Records excerpted from a collection:

[Start of Attachment]

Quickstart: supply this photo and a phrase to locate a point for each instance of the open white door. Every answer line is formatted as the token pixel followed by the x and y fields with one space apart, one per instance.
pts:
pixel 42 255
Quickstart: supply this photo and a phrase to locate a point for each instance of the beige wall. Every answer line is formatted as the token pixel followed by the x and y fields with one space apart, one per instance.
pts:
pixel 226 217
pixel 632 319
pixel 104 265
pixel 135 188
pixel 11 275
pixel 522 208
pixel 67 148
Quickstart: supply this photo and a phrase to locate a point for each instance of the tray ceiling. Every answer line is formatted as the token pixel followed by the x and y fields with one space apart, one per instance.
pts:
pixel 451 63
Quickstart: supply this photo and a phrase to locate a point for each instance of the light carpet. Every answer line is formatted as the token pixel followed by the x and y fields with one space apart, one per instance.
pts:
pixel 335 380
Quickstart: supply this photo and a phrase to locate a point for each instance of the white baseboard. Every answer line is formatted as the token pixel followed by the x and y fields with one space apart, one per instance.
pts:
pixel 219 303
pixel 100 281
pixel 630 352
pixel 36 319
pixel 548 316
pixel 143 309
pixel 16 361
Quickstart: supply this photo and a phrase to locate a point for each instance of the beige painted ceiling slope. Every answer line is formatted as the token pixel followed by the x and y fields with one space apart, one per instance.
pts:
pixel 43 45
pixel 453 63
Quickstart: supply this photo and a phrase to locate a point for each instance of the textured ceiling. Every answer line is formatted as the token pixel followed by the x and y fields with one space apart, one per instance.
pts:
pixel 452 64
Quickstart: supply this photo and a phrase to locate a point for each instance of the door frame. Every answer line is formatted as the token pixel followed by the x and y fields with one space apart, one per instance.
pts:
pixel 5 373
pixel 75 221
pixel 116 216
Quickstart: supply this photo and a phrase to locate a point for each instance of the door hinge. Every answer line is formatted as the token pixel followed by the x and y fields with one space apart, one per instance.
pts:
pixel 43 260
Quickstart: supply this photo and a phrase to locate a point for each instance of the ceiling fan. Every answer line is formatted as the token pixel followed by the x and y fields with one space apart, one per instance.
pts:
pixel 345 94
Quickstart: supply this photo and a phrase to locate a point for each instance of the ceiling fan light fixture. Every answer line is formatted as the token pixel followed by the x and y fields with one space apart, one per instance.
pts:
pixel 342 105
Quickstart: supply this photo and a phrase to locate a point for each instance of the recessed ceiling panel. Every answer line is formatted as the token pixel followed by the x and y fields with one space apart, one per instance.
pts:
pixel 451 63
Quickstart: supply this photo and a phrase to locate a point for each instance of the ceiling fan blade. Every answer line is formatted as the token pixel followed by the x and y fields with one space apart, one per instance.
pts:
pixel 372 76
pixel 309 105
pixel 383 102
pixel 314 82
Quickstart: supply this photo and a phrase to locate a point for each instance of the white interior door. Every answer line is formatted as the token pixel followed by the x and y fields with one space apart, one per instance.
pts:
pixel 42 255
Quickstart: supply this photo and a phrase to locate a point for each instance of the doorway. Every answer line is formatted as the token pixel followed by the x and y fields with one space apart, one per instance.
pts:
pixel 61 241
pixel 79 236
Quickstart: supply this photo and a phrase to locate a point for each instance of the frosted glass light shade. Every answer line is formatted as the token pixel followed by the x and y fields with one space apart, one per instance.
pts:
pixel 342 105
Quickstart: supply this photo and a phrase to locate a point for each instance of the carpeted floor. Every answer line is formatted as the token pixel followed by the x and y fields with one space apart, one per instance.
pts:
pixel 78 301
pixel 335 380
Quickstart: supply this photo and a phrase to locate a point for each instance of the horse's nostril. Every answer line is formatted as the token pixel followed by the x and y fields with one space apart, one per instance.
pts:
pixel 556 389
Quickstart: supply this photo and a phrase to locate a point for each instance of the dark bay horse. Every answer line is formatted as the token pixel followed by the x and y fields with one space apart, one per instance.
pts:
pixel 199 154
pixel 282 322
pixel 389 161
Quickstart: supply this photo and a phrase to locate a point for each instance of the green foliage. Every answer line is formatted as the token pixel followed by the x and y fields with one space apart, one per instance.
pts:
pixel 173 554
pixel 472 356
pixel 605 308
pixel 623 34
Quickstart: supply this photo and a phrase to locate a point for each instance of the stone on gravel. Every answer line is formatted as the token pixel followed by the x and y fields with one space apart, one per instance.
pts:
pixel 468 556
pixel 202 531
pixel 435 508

[End of Attachment]

#### PROBLEM TO WORK ON
Please reproduce every record shown above, exactly as written.

#### ANSWER AREA
Quickstart: supply this photo and a phrase to locate a point for each instance of the open white door. Every answer line is formatted as the token pixel followed by the x and y fields with one space apart, one per instance.
pts:
pixel 42 255
Quickstart: supply this photo and a phrase to locate a point for each instance of the beige wall. Every answer line is formatted as the token pixel followed by the x and y fields with one space apart, one per instance.
pts:
pixel 226 217
pixel 632 319
pixel 104 265
pixel 135 188
pixel 11 275
pixel 522 208
pixel 67 148
Quickstart: supply this photo and a phrase to locate a point for each instance of the tray ceiling. Every answer line is formatted as the token pixel followed by the x and y fields with one space apart, one per instance.
pts:
pixel 451 63
Quickstart: supply this photo and a phrase to locate a point for each instance of the light carpet. Every answer line is formatted as the token pixel followed by the x and y fields with one space apart, one per instance.
pts:
pixel 335 380
Quickstart: supply this photo and a phrase to locate a point for each instance of the white baseboard. Every answer line is formatted as the token pixel followed by the x and y fields with one space apart, one per instance.
pts:
pixel 219 303
pixel 100 281
pixel 630 352
pixel 36 319
pixel 548 316
pixel 143 309
pixel 16 361
Quickstart: supply this photo and a phrase to locate a point for each instance of the beige painted ceiling slope. Every answer line is formatted as the token pixel followed by the x and y fields with one space apart, one per instance.
pts:
pixel 43 45
pixel 453 63
Quickstart: supply this photo and a phrase to locate a point for each instance of the textured ceiling. Every answer line is formatted as the token pixel followed by the x and y fields with one space apart, one per instance.
pts:
pixel 452 64
Quickstart: supply this photo and a phrase to locate a point for each instance of the door frame. Every answer line is formatted as the token pixel followed by the x and y fields with one space apart, one per instance.
pts:
pixel 5 373
pixel 75 221
pixel 116 216
Quickstart: supply this photo and a phrase to locate a point for each instance of the door hinge. Every answer line is formatted as the token pixel followed by the x and y fields with one space apart, one per instance.
pts:
pixel 43 260
Quickstart: supply this photo and a phrase to locate a point for each instance of the ceiling fan. Every answer line is formatted as the token pixel followed by the x and y fields with one space apart, one per instance.
pts:
pixel 345 94
Quickstart: supply this photo and a phrase to locate a point for each instance of the ceiling fan light fixture. Every answer line is formatted as the token pixel followed by the x and y fields with one space apart, one per instance.
pts:
pixel 342 105
Quickstart: supply this photo and a phrase to locate a point for each instance of the recessed ceiling panel. Every answer line is formatted as the token pixel followed by the x and y fields with one space apart, one per instance.
pts:
pixel 451 63
Quickstart: supply this photo and a phrase to locate a point for each instance of the ceiling fan blade. Every answer line is formatted as the token pixel followed by the x and y fields with one space apart, one per instance.
pts:
pixel 372 76
pixel 309 105
pixel 383 102
pixel 314 82
Quickstart: supply this photo and a phrase to locate a point for each instance of the white interior door. Every answer line is formatted as the token pixel followed by the x and y fields with one space apart, one per instance.
pts:
pixel 42 255
Quickstart: supply this photo and a phrase to locate a point for each instance of the doorway. Every answer line is formatted as the token pixel followed by the x and y fields with one space apart, one per instance.
pts:
pixel 61 241
pixel 79 236
Quickstart: supply this photo and a phrase to locate a point for each instance of the frosted glass light shade. Every answer line is formatted as the token pixel followed by the x and y fields with one space apart, one per instance.
pts:
pixel 342 105
Quickstart: supply this photo and a phrase to locate a point for each instance of the carpeted floor. Every answer line is formatted as the token pixel followed by the x and y fields with one space apart, one per instance.
pts:
pixel 78 301
pixel 335 380
Quickstart: supply this photo and a phrase to locate a point for each instance of the horse's nostril. Every answer line is formatted as the token pixel followed by the x and y fields with one space apart, one per instance.
pts:
pixel 556 389
Quickstart: supply this photo and a phrase to locate a point for each instance of the dark bay horse. Every answer line is formatted as the token pixel followed by the x and y fields with one space apart, one per instance.
pts:
pixel 199 154
pixel 282 322
pixel 389 161
Quickstart: supply this photo and a phrase to locate a point for each instance of the green foliage. Every answer line is formatted as the token pixel followed by the x and y fields with one space apart, one per instance.
pts:
pixel 173 554
pixel 472 356
pixel 605 308
pixel 623 34
Quickstart: supply this photo and a phrase to locate a point for each instance of the stone on gravel. Every answer line is formatted as the token pixel followed by the x and y fields with one space apart, one per instance.
pts:
pixel 468 556
pixel 202 531
pixel 435 508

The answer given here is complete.